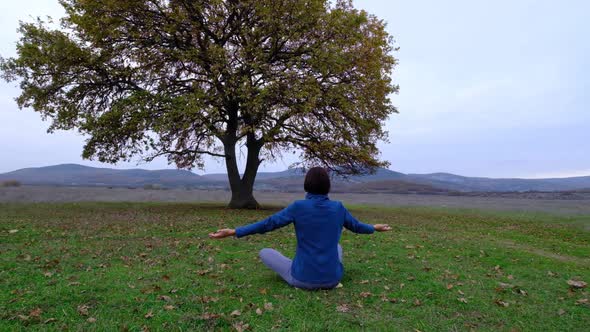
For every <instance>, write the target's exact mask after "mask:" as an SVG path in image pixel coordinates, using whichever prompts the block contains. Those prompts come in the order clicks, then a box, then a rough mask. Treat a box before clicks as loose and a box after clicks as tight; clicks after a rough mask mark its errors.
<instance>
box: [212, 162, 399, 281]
mask: <svg viewBox="0 0 590 332" xmlns="http://www.w3.org/2000/svg"><path fill="white" fill-rule="evenodd" d="M304 189H305V191H306V192H307V194H306V196H305V200H300V201H295V202H293V203H292V204H291V205H289V206H288V207H286V208H285V209H283V210H281V211H280V212H278V213H276V214H274V215H272V216H270V217H268V218H266V219H264V220H262V221H259V222H257V223H254V224H250V225H247V226H243V227H239V228H237V229H235V230H234V229H220V230H218V231H217V232H215V233H211V234H209V237H211V238H215V239H221V238H224V237H228V236H234V235H235V236H236V237H238V238H240V237H243V236H246V235H250V234H256V233H259V234H262V233H266V232H270V231H272V230H275V229H277V228H280V227H283V226H286V225H288V224H290V223H294V225H295V234H296V236H297V250H296V253H295V259H294V260H293V261H291V260H290V259H289V258H287V257H285V256H283V255H282V254H281V253H280V252H278V251H276V250H274V249H268V248H265V249H262V250H261V251H260V259H261V260H262V262H263V263H264V264H265V265H266V266H268V267H269V268H271V269H272V270H273V271H275V272H276V273H278V274H279V275H280V276H281V277H282V278H283V279H284V280H285V281H286V282H287V283H288V284H289V285H291V286H294V287H298V288H304V289H330V288H334V287H336V286H337V285H338V283H339V282H340V279H341V278H342V275H343V273H344V268H343V266H342V247H341V246H340V245H339V244H338V242H339V241H340V235H341V233H342V227H345V228H347V229H348V230H350V231H353V232H355V233H361V234H371V233H373V232H374V231H378V232H384V231H389V230H391V228H390V227H389V226H388V225H384V224H377V225H368V224H363V223H361V222H359V221H358V220H356V219H355V218H354V217H353V216H352V215H350V213H349V212H348V210H346V208H345V207H344V206H343V205H342V203H340V202H338V201H331V200H330V199H329V198H328V193H329V192H330V177H329V175H328V173H327V172H326V170H325V169H324V168H322V167H314V168H311V169H310V170H309V171H308V172H307V174H306V176H305V183H304Z"/></svg>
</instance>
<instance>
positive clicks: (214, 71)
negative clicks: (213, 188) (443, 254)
mask: <svg viewBox="0 0 590 332" xmlns="http://www.w3.org/2000/svg"><path fill="white" fill-rule="evenodd" d="M60 3H61V5H62V6H63V7H64V8H65V10H66V16H65V17H64V18H62V19H61V20H60V24H59V25H54V24H52V23H51V22H43V21H42V20H40V19H38V20H37V22H35V23H21V26H20V29H19V32H20V34H21V38H20V41H19V42H18V44H17V57H15V58H9V59H0V61H1V62H0V71H1V72H2V76H3V78H4V79H5V80H7V81H13V80H18V81H19V82H20V88H21V90H22V93H21V95H20V96H19V97H18V98H17V102H18V105H19V107H21V108H25V107H31V108H33V109H34V110H35V111H36V112H39V113H40V114H41V116H42V117H43V118H44V119H45V118H47V119H51V120H52V123H51V126H50V128H49V131H50V132H51V131H53V130H70V129H77V130H78V131H80V132H81V133H83V134H85V135H86V136H87V137H88V139H87V141H86V144H85V146H84V151H83V157H84V158H97V159H98V160H100V161H102V162H109V163H116V162H118V161H125V160H130V159H131V158H132V157H133V156H135V155H139V156H141V157H142V158H145V159H146V160H148V161H149V160H152V159H153V158H156V157H158V156H166V157H167V158H168V161H169V162H170V163H174V164H175V165H176V166H177V167H179V168H187V169H191V168H194V167H197V168H203V166H204V159H203V158H204V156H213V157H219V158H224V159H225V164H226V167H227V173H228V178H229V183H230V187H231V191H232V198H231V202H230V206H231V207H237V208H242V207H248V208H251V207H256V206H257V205H258V204H257V202H256V200H255V199H254V197H253V194H252V189H253V185H254V180H255V178H256V173H257V171H258V167H259V165H260V164H261V162H262V161H263V160H274V159H276V158H280V157H281V153H284V152H298V153H300V154H301V158H300V160H301V164H302V165H303V166H307V165H311V164H315V165H323V166H325V167H328V168H331V169H333V170H334V171H335V172H337V173H341V174H359V173H363V172H366V171H367V170H371V169H374V168H375V167H378V166H383V165H386V164H387V163H386V162H383V161H380V160H379V159H378V154H379V151H378V149H377V147H376V143H377V141H379V140H386V139H387V137H386V136H387V133H386V132H385V131H384V129H383V122H384V121H385V120H386V119H387V117H388V116H389V115H390V114H392V113H394V112H396V109H395V107H394V106H393V105H392V103H391V101H390V99H389V95H390V94H391V93H394V92H397V89H398V88H397V86H396V85H394V84H392V81H391V72H392V70H393V67H394V66H395V65H396V59H395V58H394V57H393V56H392V52H393V51H394V50H395V46H394V41H393V39H392V38H391V37H390V36H389V35H388V34H387V32H386V31H385V24H384V22H383V21H381V20H379V19H378V18H377V17H375V16H373V15H369V14H368V13H366V12H365V11H362V10H357V9H355V8H354V7H353V5H352V2H351V1H345V0H339V1H329V0H125V1H119V0H61V1H60ZM244 146H245V148H246V149H247V155H246V160H245V161H246V165H245V170H244V171H243V174H240V172H239V169H238V163H237V161H238V160H237V159H238V154H237V152H236V149H237V148H240V147H244Z"/></svg>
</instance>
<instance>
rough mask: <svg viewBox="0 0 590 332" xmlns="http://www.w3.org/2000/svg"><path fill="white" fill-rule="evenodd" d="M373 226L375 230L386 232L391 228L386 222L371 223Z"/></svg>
mask: <svg viewBox="0 0 590 332" xmlns="http://www.w3.org/2000/svg"><path fill="white" fill-rule="evenodd" d="M373 227H375V230H376V231H377V232H387V231H390V230H391V227H390V226H389V225H387V224H376V225H373Z"/></svg>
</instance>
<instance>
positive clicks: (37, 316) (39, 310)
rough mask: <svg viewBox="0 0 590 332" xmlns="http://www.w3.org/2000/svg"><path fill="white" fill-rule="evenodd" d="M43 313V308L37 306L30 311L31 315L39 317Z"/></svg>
mask: <svg viewBox="0 0 590 332" xmlns="http://www.w3.org/2000/svg"><path fill="white" fill-rule="evenodd" d="M42 313H43V310H41V308H35V309H33V310H31V311H30V312H29V317H31V318H39V317H41V314H42Z"/></svg>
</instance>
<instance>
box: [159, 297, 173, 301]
mask: <svg viewBox="0 0 590 332" xmlns="http://www.w3.org/2000/svg"><path fill="white" fill-rule="evenodd" d="M158 300H162V301H166V302H170V301H172V298H171V297H170V296H168V295H160V296H158Z"/></svg>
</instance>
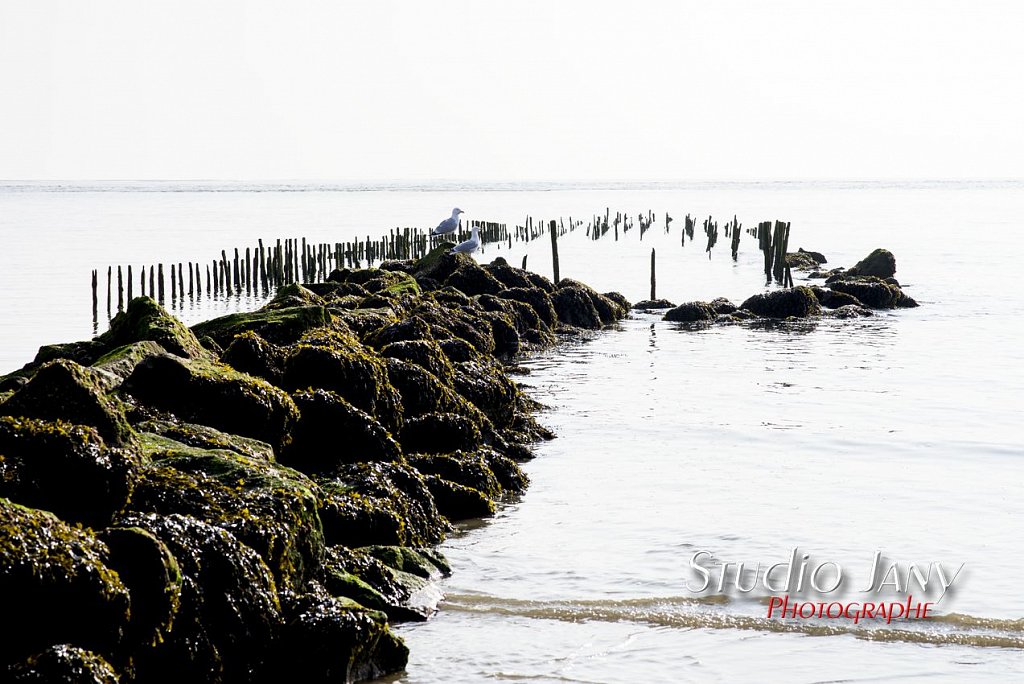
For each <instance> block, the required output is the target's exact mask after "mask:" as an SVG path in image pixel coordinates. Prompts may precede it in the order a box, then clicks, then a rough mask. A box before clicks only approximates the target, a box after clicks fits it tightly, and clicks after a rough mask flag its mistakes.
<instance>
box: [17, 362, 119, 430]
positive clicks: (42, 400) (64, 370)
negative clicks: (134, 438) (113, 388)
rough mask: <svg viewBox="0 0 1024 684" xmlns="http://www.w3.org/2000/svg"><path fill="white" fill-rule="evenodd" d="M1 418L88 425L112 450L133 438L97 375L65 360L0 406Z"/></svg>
mask: <svg viewBox="0 0 1024 684" xmlns="http://www.w3.org/2000/svg"><path fill="white" fill-rule="evenodd" d="M0 415H4V416H24V417H26V418H41V419H45V420H57V419H60V420H66V421H69V422H71V423H76V424H79V425H88V426H90V427H93V428H95V429H96V432H98V433H99V435H100V436H101V437H102V438H103V439H104V440H105V441H106V442H108V443H110V444H113V445H115V446H121V445H126V444H130V443H131V442H132V440H133V438H134V437H133V434H134V433H133V431H132V429H131V428H130V427H129V426H128V422H127V421H126V420H125V416H124V412H123V411H122V410H121V407H120V405H119V403H118V401H117V400H116V399H113V398H111V397H110V396H108V394H106V392H104V391H103V388H102V386H101V383H100V380H99V378H98V377H97V375H96V374H95V373H94V372H92V371H90V370H89V369H87V368H85V367H83V366H79V365H78V364H76V362H75V361H72V360H68V359H58V360H55V361H50V362H48V364H46V365H44V366H43V367H42V368H40V369H39V371H37V372H36V375H35V376H34V377H33V378H32V380H30V381H29V382H28V383H27V384H26V385H25V386H24V387H22V388H20V389H19V390H17V391H16V392H14V395H13V396H11V397H10V398H9V399H7V400H6V401H4V402H3V403H2V404H0Z"/></svg>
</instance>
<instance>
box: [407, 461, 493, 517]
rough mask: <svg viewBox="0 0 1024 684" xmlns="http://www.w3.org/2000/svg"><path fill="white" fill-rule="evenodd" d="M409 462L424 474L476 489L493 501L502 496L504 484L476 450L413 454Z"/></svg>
mask: <svg viewBox="0 0 1024 684" xmlns="http://www.w3.org/2000/svg"><path fill="white" fill-rule="evenodd" d="M409 463H410V465H412V466H413V467H414V468H416V469H417V470H419V471H420V472H421V473H423V474H424V475H436V476H438V477H442V478H444V479H446V480H449V481H451V482H457V483H458V484H461V485H463V486H467V487H470V488H472V489H476V490H477V491H479V493H480V494H482V495H483V496H484V497H486V498H487V499H490V500H493V501H495V500H498V499H499V498H501V496H502V491H503V490H502V485H501V484H500V483H499V482H498V478H497V477H495V473H494V472H492V470H490V466H489V465H488V463H487V462H486V460H485V459H484V458H483V457H482V456H481V455H480V454H477V453H475V452H453V453H451V454H430V455H424V454H421V455H416V456H411V457H410V459H409ZM442 512H443V511H442Z"/></svg>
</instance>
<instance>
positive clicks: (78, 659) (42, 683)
mask: <svg viewBox="0 0 1024 684" xmlns="http://www.w3.org/2000/svg"><path fill="white" fill-rule="evenodd" d="M3 674H4V673H0V676H2V675H3ZM5 674H6V677H3V681H5V682H10V683H11V684H52V683H55V682H59V683H60V684H118V682H120V681H121V679H120V677H119V676H118V673H117V672H116V671H115V670H114V668H113V667H112V666H111V664H110V662H108V661H106V659H105V658H103V656H101V655H98V654H96V653H93V652H92V651H88V650H85V649H84V648H79V647H78V646H72V645H70V644H58V645H56V646H50V647H49V648H47V649H46V650H44V651H42V652H40V653H36V654H35V655H32V656H30V657H28V658H27V659H26V660H24V661H23V662H18V664H17V665H14V666H11V668H10V669H9V670H8V671H7V673H5Z"/></svg>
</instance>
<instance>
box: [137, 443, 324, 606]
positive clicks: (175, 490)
mask: <svg viewBox="0 0 1024 684" xmlns="http://www.w3.org/2000/svg"><path fill="white" fill-rule="evenodd" d="M144 441H145V443H146V447H147V451H148V453H150V455H151V458H153V459H154V464H153V466H151V467H150V468H147V469H146V470H145V471H143V473H142V477H141V479H140V481H139V483H138V485H137V486H136V487H135V491H134V494H133V496H132V500H131V503H130V505H129V507H128V508H129V509H130V510H132V511H137V512H141V513H158V514H161V515H171V514H176V513H177V514H183V515H188V516H191V517H194V518H196V519H199V520H203V521H205V522H208V523H210V524H212V525H216V526H218V527H221V528H223V529H225V530H227V531H230V532H231V533H232V535H233V536H234V537H236V538H237V539H238V540H240V541H242V542H243V543H245V544H246V545H248V546H249V547H250V548H252V549H255V550H256V551H257V552H258V553H259V554H260V557H261V558H262V559H263V562H264V563H266V565H267V567H269V568H270V570H271V571H272V572H273V575H274V578H275V580H276V582H278V584H279V585H280V586H283V587H291V588H297V587H300V586H301V585H302V584H303V583H305V582H306V581H307V580H309V579H310V578H312V576H313V575H314V574H315V572H316V568H317V567H318V566H319V563H321V561H322V559H323V554H324V536H323V529H322V526H321V521H319V518H318V516H317V509H318V507H319V489H318V487H317V486H316V485H315V483H313V481H312V480H310V479H309V478H307V477H306V476H305V475H303V474H302V473H300V472H297V471H295V470H293V469H291V468H288V467H286V466H283V465H279V464H276V463H270V462H268V461H266V460H264V459H254V458H250V457H247V456H243V455H241V454H237V453H234V452H227V451H219V450H202V448H196V447H190V446H186V445H184V444H181V443H179V442H174V441H173V440H170V439H166V438H163V437H157V436H156V435H145V439H144Z"/></svg>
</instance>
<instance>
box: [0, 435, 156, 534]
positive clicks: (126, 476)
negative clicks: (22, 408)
mask: <svg viewBox="0 0 1024 684" xmlns="http://www.w3.org/2000/svg"><path fill="white" fill-rule="evenodd" d="M141 461H142V459H141V456H140V455H139V454H138V453H137V452H136V451H135V450H134V447H131V448H118V447H112V446H109V445H108V444H105V443H104V442H103V440H102V438H101V437H100V436H99V435H98V434H97V433H96V431H95V430H94V429H93V428H89V427H85V426H81V425H72V424H70V423H65V422H62V421H55V422H50V421H40V420H35V419H30V418H11V417H3V418H0V497H7V498H8V499H11V500H12V501H14V502H17V503H19V504H24V505H26V506H32V507H35V508H42V509H46V510H48V511H53V512H54V513H56V514H57V515H59V516H60V517H62V518H65V519H66V520H70V521H73V522H81V523H83V524H87V525H93V526H102V525H105V524H109V523H110V521H111V518H112V517H113V516H114V514H115V513H116V512H117V511H119V510H120V509H121V508H122V507H123V506H124V504H125V502H126V501H127V500H128V497H129V496H130V495H131V491H132V487H133V486H134V483H135V479H136V477H137V475H138V470H139V468H140V466H141Z"/></svg>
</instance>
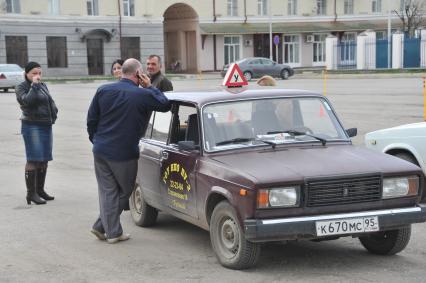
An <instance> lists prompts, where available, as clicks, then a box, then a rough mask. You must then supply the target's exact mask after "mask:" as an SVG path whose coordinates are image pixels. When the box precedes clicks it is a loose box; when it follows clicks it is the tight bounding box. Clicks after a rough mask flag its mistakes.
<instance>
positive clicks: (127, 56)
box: [121, 37, 141, 60]
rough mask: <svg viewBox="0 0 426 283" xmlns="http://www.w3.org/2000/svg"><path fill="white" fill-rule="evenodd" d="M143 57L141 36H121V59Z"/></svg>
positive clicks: (139, 59)
mask: <svg viewBox="0 0 426 283" xmlns="http://www.w3.org/2000/svg"><path fill="white" fill-rule="evenodd" d="M129 58H135V59H138V60H140V58H141V43H140V37H122V38H121V59H123V60H126V59H129Z"/></svg>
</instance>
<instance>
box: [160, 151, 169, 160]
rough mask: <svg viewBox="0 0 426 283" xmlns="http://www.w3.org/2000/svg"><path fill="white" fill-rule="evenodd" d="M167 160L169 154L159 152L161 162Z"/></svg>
mask: <svg viewBox="0 0 426 283" xmlns="http://www.w3.org/2000/svg"><path fill="white" fill-rule="evenodd" d="M168 158H169V153H168V152H167V151H162V152H161V160H167V159H168Z"/></svg>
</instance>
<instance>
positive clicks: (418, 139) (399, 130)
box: [365, 122, 426, 201]
mask: <svg viewBox="0 0 426 283" xmlns="http://www.w3.org/2000/svg"><path fill="white" fill-rule="evenodd" d="M365 145H366V146H367V147H368V148H371V149H373V150H376V151H380V152H383V153H387V154H390V155H394V156H396V157H399V158H401V159H404V160H406V161H408V162H411V163H414V164H416V165H417V166H420V167H421V168H422V171H423V173H424V174H425V175H426V122H420V123H414V124H407V125H401V126H398V127H393V128H388V129H382V130H378V131H374V132H370V133H367V134H366V135H365ZM425 197H426V193H425V192H423V201H425V200H426V199H425Z"/></svg>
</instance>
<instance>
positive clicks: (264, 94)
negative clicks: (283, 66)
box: [165, 87, 323, 107]
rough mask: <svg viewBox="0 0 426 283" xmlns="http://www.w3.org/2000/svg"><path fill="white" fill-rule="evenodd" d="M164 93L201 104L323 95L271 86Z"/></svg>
mask: <svg viewBox="0 0 426 283" xmlns="http://www.w3.org/2000/svg"><path fill="white" fill-rule="evenodd" d="M165 95H166V96H167V98H168V99H169V100H172V101H181V102H188V103H192V104H197V105H198V106H200V107H201V106H203V105H205V104H209V103H214V102H225V101H235V100H246V99H259V98H274V97H297V96H316V97H323V95H321V94H319V93H316V92H312V91H307V90H300V89H280V88H271V87H258V88H241V89H236V88H233V89H226V88H222V89H220V90H200V91H190V92H166V93H165Z"/></svg>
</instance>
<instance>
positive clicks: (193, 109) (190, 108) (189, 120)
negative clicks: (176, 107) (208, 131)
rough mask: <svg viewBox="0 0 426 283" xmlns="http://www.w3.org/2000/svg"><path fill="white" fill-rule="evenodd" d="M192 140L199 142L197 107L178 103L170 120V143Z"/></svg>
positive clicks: (177, 142)
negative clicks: (170, 120) (170, 122)
mask: <svg viewBox="0 0 426 283" xmlns="http://www.w3.org/2000/svg"><path fill="white" fill-rule="evenodd" d="M180 141H193V142H194V144H196V145H197V144H199V129H198V115H197V109H196V108H195V107H194V106H192V105H179V108H178V111H177V112H176V113H175V115H174V117H173V122H172V131H171V137H170V143H178V142H180Z"/></svg>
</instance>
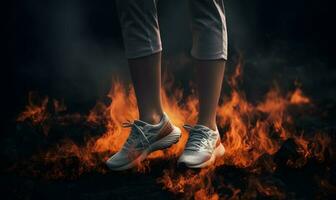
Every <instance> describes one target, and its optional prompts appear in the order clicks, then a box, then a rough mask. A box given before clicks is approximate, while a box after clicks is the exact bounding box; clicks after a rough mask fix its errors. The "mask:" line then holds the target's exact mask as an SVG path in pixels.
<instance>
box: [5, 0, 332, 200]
mask: <svg viewBox="0 0 336 200" xmlns="http://www.w3.org/2000/svg"><path fill="white" fill-rule="evenodd" d="M225 3H226V13H227V20H228V28H229V39H230V41H229V42H230V47H229V49H230V59H229V62H228V66H227V73H228V74H230V73H231V72H232V71H233V69H234V65H235V60H236V58H237V56H238V54H240V55H242V58H243V60H244V81H243V83H242V86H241V88H242V90H244V91H245V93H246V95H247V98H248V99H249V100H250V101H251V102H258V101H259V100H260V99H261V98H262V97H263V95H264V94H265V92H266V91H267V90H268V89H269V88H270V86H271V85H272V84H273V83H274V82H277V84H278V85H279V86H280V88H281V89H282V90H283V91H289V90H292V89H293V88H294V87H295V84H294V82H299V83H300V85H301V88H302V89H303V91H304V92H305V94H306V95H307V96H309V97H310V98H311V99H312V100H313V102H314V104H315V105H317V106H318V107H319V109H318V110H319V113H324V114H323V115H320V116H318V117H314V116H313V117H312V118H311V120H310V122H309V123H308V124H309V125H305V124H299V126H306V127H304V128H305V129H307V130H311V129H323V130H328V131H327V132H329V133H330V134H334V130H335V125H336V123H335V114H334V113H335V108H336V106H335V105H336V100H335V95H336V92H335V89H334V87H335V83H336V68H335V66H334V62H333V60H332V58H333V52H334V50H333V49H334V48H333V47H334V46H333V45H332V37H334V35H335V34H334V33H333V29H332V26H333V24H334V22H333V19H334V13H332V12H331V3H330V2H329V1H312V0H308V1H307V0H306V1H304V0H296V1H290V0H283V1H267V0H227V1H226V2H225ZM8 9H9V11H10V13H9V20H8V23H6V25H8V26H9V27H8V28H7V29H6V32H7V31H8V32H9V34H10V36H9V37H8V38H7V39H6V44H8V50H7V53H9V55H8V56H6V57H7V59H8V63H6V62H7V59H6V62H4V64H5V65H4V66H3V67H2V68H3V72H5V73H4V74H3V78H2V80H1V81H2V82H3V83H2V85H3V86H4V89H3V90H2V94H3V95H4V97H3V98H2V101H4V103H2V104H3V110H2V117H3V119H2V121H3V122H4V125H3V128H4V129H3V131H2V132H1V157H2V160H3V162H1V163H2V165H1V169H2V171H3V172H2V176H1V178H0V184H1V185H0V186H1V189H3V194H5V196H8V197H10V198H16V199H106V198H109V199H114V198H116V199H155V198H161V199H172V198H174V197H175V196H173V195H172V194H170V193H169V192H166V191H164V190H162V189H161V186H160V185H158V184H156V183H155V182H156V181H155V180H156V178H157V177H158V176H159V175H160V168H161V167H160V166H161V165H162V164H157V163H156V164H154V167H153V171H152V172H151V173H146V174H137V173H134V174H133V173H131V174H128V173H121V174H115V173H108V174H107V175H102V174H99V173H94V172H93V173H89V174H85V175H83V176H81V177H80V178H79V179H76V180H72V181H69V180H62V181H46V180H41V179H39V178H34V177H30V176H28V177H27V176H20V175H18V173H17V172H15V171H14V172H13V171H12V172H8V171H7V169H8V167H9V166H12V165H13V163H16V162H17V161H18V160H20V159H22V158H26V157H29V156H31V155H33V154H34V153H36V152H37V151H38V149H40V148H46V146H47V145H48V144H49V143H53V142H52V141H51V140H50V139H49V140H48V142H46V144H39V143H38V142H39V141H40V140H39V138H40V136H36V133H34V132H32V131H29V130H27V132H25V131H22V130H20V128H19V126H18V125H17V123H16V122H15V119H16V117H17V115H18V114H19V113H20V112H21V111H22V110H23V109H24V106H25V105H26V104H27V95H28V93H29V91H37V92H38V93H39V94H41V96H49V97H50V98H56V99H63V100H64V102H66V105H67V108H68V110H69V111H70V112H79V113H87V112H88V110H90V109H91V108H92V107H93V106H94V105H95V103H96V101H97V100H104V99H105V98H106V97H105V95H106V94H107V93H108V91H109V89H110V86H111V82H112V77H113V76H114V77H122V79H123V80H125V81H126V82H127V81H129V75H128V72H127V66H126V61H125V59H124V57H123V49H122V40H121V36H120V30H119V25H118V20H117V16H116V13H115V6H114V1H105V0H104V1H99V2H95V3H94V2H93V1H80V0H71V1H51V0H47V1H46V0H44V1H42V0H38V1H31V0H23V1H14V2H13V3H12V5H11V7H9V8H8ZM185 9H186V2H184V1H179V0H160V2H159V13H160V23H161V32H162V38H163V45H164V52H163V55H164V68H165V69H166V70H167V71H168V72H169V73H172V72H174V76H175V79H176V81H177V82H179V83H181V85H182V86H183V87H185V88H186V89H187V87H186V86H188V82H189V78H192V76H191V75H188V76H185V74H186V72H188V71H190V68H188V66H189V63H190V56H189V53H188V51H189V49H190V45H191V42H190V37H189V34H190V31H189V29H188V27H189V26H188V18H187V17H186V13H185V12H184V10H185ZM5 74H6V75H5ZM228 90H229V86H228V84H227V83H225V84H224V89H223V91H224V93H225V92H226V91H228ZM308 121H309V120H308ZM83 129H85V128H83ZM98 132H99V131H98ZM34 134H35V135H34ZM78 134H79V133H77V135H76V136H74V137H76V138H81V137H82V136H81V135H78ZM62 137H65V135H64V136H63V135H58V136H57V137H56V138H55V140H54V141H55V142H56V141H58V140H59V139H60V138H62ZM312 162H314V161H312ZM315 165H316V166H315ZM311 166H314V167H311ZM331 166H332V169H333V170H332V171H333V172H334V173H335V163H333V164H331ZM320 167H321V166H319V165H317V164H314V163H313V164H311V165H308V167H306V168H304V169H303V170H300V171H299V172H297V171H295V170H294V171H291V170H289V169H288V171H286V170H285V171H284V172H278V173H279V176H281V177H288V180H294V179H295V178H294V179H293V178H290V177H293V176H298V177H296V178H297V179H299V181H298V183H297V185H301V184H304V183H307V182H310V179H313V177H314V175H312V173H315V172H314V171H315V170H318V169H319V168H320ZM322 168H323V167H322ZM305 170H306V171H307V172H304V173H303V172H302V171H305ZM224 171H225V170H224ZM301 172H302V174H300V173H301ZM223 173H224V172H223ZM232 174H233V175H237V176H239V174H240V171H239V170H238V171H237V170H233V171H232ZM306 174H311V176H309V177H306ZM333 177H335V176H333ZM284 179H286V178H284ZM290 185H291V184H290V183H288V184H287V187H294V186H290ZM306 188H310V189H306ZM306 188H300V189H298V190H297V193H296V194H297V196H296V197H297V198H301V199H313V198H315V197H316V196H315V197H313V195H311V193H310V192H309V191H312V188H314V186H309V184H307V187H306ZM289 190H291V189H290V188H289ZM327 196H328V195H327Z"/></svg>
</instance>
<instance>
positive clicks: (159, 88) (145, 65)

_ _ _ _

Goal of the exercise ▸
Whenever the word "after" appears in a line of the listing, copy out that line.

Exercise solution ▸
For every <instance>, write the target's exact mask after "mask:" as an SVG path in image pixel coordinates, using whichever prompts the block contains. Those prompts come in the order clicks, then a box, then a rough mask. Treat a box before clicks as loose and a box after clicks as tight; clicks after a rough mask mark its errors.
For each <instance> block, the required output is the target's exact mask after "mask:" as an SVG path in image pixel coordinates. Prompts may precede it in the order a box, then clicks, then a rough mask. A box before clicks only approximates the target, a box after clicks fits it tightly, and clicks after a rough mask flag its mistakes.
An <instance> lists prompts, where available, as clicks, then a box, then a rough mask. You must then supply the target's exact mask after "mask:" as an SVG path whose coordinates are image pixels. When the box precedes clicks it is a loose box; when it follows clicks it is the tight bounding box. Clicks after a rough mask flag its mistakes.
Every <instance> describes one target, and its optional prompts appear in the order clicks, then a box, then a rough mask. A box given before clicks is approximate, while a box after clicks is the exact bounding box; clicks after a rough mask fix its errors. The "mask:" line then holds the target's exact mask as an SVG path in pixels.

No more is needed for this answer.